start

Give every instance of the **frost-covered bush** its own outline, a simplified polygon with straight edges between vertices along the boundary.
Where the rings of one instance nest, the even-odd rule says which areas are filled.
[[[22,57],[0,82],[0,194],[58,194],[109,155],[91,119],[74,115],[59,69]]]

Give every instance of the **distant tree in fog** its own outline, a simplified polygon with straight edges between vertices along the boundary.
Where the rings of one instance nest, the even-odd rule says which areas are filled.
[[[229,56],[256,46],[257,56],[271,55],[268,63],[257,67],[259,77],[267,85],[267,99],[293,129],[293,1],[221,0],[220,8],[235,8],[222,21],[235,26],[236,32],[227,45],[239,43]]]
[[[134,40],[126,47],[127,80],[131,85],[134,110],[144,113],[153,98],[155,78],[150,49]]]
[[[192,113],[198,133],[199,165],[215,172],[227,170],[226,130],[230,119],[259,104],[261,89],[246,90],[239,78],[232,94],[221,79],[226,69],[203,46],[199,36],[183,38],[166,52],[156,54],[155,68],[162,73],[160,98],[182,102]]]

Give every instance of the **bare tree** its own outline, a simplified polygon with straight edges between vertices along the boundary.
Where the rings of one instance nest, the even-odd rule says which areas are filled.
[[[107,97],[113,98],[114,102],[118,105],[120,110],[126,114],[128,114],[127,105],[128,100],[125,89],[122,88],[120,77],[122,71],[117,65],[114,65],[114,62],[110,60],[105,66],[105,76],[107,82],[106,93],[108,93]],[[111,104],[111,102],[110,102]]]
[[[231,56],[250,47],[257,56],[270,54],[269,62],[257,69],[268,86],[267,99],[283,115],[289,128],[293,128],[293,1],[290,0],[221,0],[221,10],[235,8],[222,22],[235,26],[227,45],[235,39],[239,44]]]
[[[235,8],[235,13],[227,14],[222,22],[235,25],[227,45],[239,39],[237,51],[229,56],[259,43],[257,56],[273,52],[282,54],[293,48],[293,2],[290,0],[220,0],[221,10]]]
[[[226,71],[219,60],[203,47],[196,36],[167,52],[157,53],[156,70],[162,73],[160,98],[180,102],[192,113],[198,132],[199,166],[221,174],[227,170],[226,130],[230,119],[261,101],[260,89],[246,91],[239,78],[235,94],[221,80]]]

end

Count the lines of the data above that contain the string "tree". Case counts, and the reply should be only the number.

*Correct result*.
2